(THE EXERCISE):
Would you output the whole listing below, exactly as it reads?

--

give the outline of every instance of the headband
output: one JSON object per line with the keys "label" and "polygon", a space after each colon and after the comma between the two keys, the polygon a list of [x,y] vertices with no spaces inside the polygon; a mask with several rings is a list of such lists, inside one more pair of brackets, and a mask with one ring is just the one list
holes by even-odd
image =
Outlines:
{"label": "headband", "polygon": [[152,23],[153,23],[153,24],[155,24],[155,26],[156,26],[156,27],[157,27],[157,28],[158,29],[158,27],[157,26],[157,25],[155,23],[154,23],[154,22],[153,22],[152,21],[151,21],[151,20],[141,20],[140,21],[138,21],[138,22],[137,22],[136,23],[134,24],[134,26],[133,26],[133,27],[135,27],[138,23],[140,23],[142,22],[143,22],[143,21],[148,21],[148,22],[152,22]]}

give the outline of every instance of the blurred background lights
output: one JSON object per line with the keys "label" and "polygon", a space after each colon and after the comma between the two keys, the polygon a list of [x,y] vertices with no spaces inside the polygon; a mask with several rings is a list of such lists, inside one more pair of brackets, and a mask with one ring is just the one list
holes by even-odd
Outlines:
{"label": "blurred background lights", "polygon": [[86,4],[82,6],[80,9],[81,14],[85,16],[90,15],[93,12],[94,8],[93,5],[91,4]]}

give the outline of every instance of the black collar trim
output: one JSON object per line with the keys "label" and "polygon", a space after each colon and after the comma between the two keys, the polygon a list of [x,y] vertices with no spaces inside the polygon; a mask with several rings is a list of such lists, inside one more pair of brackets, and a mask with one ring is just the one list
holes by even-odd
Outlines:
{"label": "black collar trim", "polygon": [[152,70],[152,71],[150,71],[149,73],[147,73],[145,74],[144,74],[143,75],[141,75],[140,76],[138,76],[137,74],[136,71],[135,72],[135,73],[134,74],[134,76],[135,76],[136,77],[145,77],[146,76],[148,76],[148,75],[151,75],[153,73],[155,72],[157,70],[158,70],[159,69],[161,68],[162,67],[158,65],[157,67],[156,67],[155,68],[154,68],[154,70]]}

--

(OUTPUT):
give the outline of every instance of the headband
output: one JSON object per line with the keys "label" and "polygon", a space after each colon and after the comma between the two keys, the polygon a list of [x,y] vertices with no spaces inside the polygon; a mask with several rings is a list of such lists, inside one more pair of brackets, and a mask with one ring is just the one list
holes by even-odd
image =
Outlines:
{"label": "headband", "polygon": [[152,23],[153,23],[153,24],[155,24],[155,26],[156,26],[156,27],[157,27],[157,28],[158,29],[158,27],[157,26],[157,25],[155,23],[154,23],[154,22],[153,22],[152,21],[151,21],[151,20],[141,20],[140,21],[138,21],[138,22],[137,22],[136,23],[134,24],[134,26],[133,26],[133,27],[135,27],[138,23],[140,23],[142,22],[143,22],[143,21],[148,21],[148,22],[152,22]]}

give the outline of every instance of the blurred background lights
output: one JSON object per line with the keys "label" and "polygon", a space after each colon and after the comma between the two keys, the polygon a list of [x,y] vertices with no spaces inside the polygon; a mask with several rings is a list of such lists, inside one more pair of brackets, and a mask with one ring is just the one list
holes by even-odd
Outlines:
{"label": "blurred background lights", "polygon": [[86,4],[82,6],[80,9],[81,14],[85,16],[90,15],[93,12],[94,8],[93,5],[91,4]]}

give the outline of every instance of the black collar trim
output: one JSON object per line with the keys "label" and "polygon", a space after each colon and after the comma between the two keys, the polygon a list of [x,y] vertices with no spaces inside the polygon; a mask with several rings is a list of such lists, inside one more pair of brackets, and a mask with one ring is just the one list
holes by even-odd
Outlines:
{"label": "black collar trim", "polygon": [[152,70],[152,71],[150,71],[149,73],[147,73],[145,74],[144,74],[143,75],[141,75],[140,76],[138,76],[137,74],[136,71],[135,72],[135,73],[134,74],[134,76],[135,76],[136,77],[145,77],[146,76],[148,76],[148,75],[151,75],[153,73],[155,72],[157,70],[158,70],[159,69],[161,68],[162,67],[158,65],[157,67],[156,67],[155,68],[154,68],[154,70]]}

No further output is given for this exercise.